───── Selected passage
In sum, there are pragmatic considerations specific to the practice of neuropsychiatry that bear weight in assessing both the utility and risks of employing tDCS as therapy. As it is presently understood, the mechanism of tDCS effects may be of particular utility for disorders in which dysfunction coincident and overlapping neural circuits leads to a range of psychiatric and cognitive symptoms. Targeting those common neural substrates with tDCS may lead to a variety of salutary effects in patients with complex disorders of mood, affect, and cognition. However, stimulation of overlapping neural circuits may also give rise to cognitive tradeoffs that should prompt caution, particularly when the intent is to use tDCS to enhance normal cognition as opposed to treat disease. It is important to consider what is known versus what is not known about tDCS when designing clinical and cognitive research studies, and even more so when developing public policy and communicating with potential tDCS users (both consumers and patients). Clinicians and neuroscientists alike have an ethical responsibility to ensure that the lay public can access accurate information about what is and is not known about the mechanisms, effects, and safety of tDCS. In some cases, this may mean tempering unbridled enthusiasm for tDCS expressed in media coverage. The benefits and risks of tDCS clearly vary according to the context of administration, both with respect to the research, clinical, and cosmetic purposes for stimulation, as well as the states and traits of individual recipients.
──────────
* **Problem requirements**: Can you continue the passage on tDCS in neuropsychiatry, starting right after its final sentence?
───── Provided material
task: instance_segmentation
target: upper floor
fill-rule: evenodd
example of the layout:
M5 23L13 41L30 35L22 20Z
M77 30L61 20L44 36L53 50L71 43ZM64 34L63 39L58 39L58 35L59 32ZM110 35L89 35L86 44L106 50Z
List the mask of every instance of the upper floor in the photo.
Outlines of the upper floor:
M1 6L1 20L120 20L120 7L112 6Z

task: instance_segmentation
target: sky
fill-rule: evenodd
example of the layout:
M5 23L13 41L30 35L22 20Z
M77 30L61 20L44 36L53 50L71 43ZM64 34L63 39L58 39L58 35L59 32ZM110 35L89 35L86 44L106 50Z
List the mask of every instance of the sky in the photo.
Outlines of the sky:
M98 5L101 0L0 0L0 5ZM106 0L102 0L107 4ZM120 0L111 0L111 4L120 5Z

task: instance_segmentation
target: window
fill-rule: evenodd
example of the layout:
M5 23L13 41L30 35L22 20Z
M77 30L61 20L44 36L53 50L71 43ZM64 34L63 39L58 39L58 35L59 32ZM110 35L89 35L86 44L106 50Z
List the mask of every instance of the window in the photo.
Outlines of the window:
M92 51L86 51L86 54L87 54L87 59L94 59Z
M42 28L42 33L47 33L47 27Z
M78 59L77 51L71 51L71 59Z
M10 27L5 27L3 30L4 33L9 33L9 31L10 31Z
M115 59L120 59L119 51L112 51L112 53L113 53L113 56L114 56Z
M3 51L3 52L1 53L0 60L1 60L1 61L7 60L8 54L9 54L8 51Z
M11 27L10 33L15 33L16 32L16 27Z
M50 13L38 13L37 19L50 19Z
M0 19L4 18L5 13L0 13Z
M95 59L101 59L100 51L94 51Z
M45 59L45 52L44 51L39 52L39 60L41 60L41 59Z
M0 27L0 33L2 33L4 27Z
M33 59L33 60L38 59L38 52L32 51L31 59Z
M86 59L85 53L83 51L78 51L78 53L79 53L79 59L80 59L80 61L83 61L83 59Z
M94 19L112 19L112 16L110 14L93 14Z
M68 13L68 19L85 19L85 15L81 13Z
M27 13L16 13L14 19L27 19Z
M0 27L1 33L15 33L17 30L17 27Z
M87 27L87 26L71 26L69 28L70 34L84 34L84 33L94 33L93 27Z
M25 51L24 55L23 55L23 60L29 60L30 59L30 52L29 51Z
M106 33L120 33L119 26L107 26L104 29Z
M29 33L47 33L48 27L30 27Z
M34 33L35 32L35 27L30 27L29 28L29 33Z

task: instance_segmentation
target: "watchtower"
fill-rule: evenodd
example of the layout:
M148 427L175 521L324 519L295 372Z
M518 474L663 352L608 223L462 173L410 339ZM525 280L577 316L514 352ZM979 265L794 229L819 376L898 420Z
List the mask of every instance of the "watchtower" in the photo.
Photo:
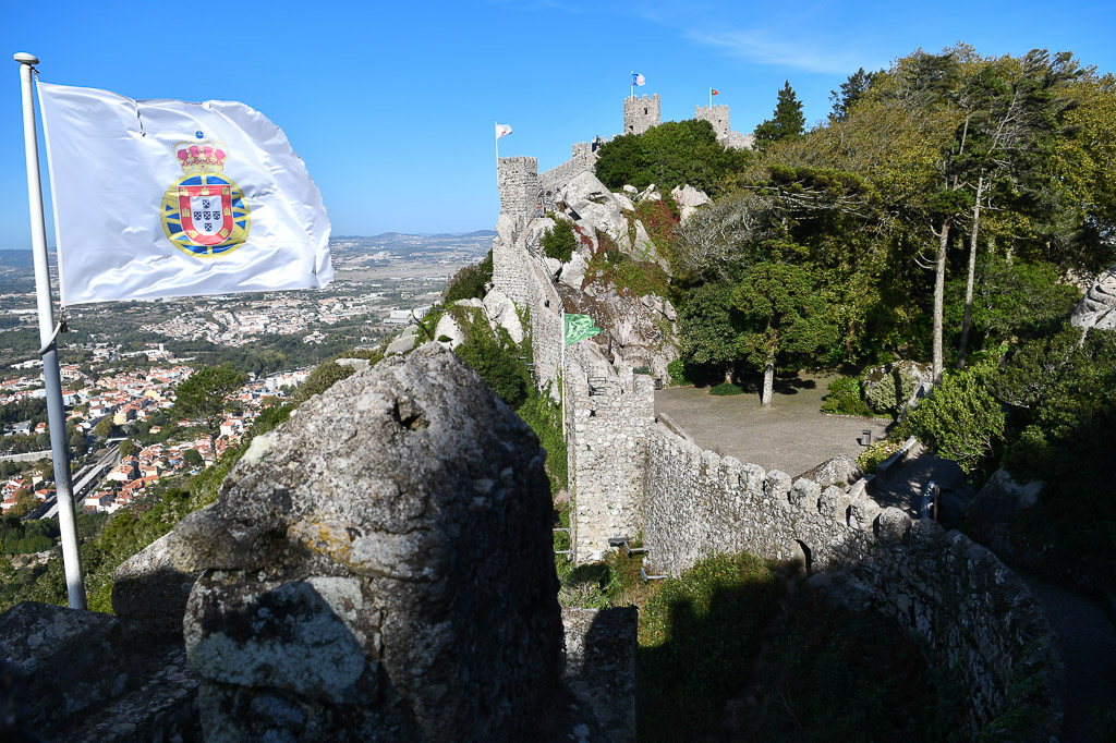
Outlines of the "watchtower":
M732 127L729 125L729 107L727 105L695 106L694 118L712 124L718 139L727 138L729 132L732 131Z
M643 134L663 122L658 94L624 99L624 134Z

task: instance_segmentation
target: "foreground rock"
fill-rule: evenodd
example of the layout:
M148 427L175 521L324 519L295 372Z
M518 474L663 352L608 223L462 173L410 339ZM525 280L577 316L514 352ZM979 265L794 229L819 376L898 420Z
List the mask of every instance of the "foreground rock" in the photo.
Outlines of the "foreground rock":
M434 345L257 438L171 552L209 741L519 741L562 625L529 428ZM540 548L542 547L542 548Z
M1116 328L1116 266L1108 268L1093 282L1074 309L1070 325L1077 328Z

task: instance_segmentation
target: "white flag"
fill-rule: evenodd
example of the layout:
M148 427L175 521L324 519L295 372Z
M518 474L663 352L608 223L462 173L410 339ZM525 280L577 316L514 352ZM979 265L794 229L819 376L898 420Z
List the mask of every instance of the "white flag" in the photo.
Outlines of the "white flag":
──────────
* **Answer to the exercise**:
All these considerations prompt a need to anticipate the trajectories of current and potential future use of tDCS both within and outside of clinical contexts, as there are likely to be dynamic broader social and cultural consequences of tDCS use within neuropsychiatry. Likewise, neuroethical consequences from nonclinically oriented tDCS use are also likely to have an impact on the way tDCS is used and sought out by patients. Thus, the use of tDCS in neuropsychiatry may have profound impacts not only on the social-cultural milieu, but also on the perceptions and practices of neuropsychiatry as a field.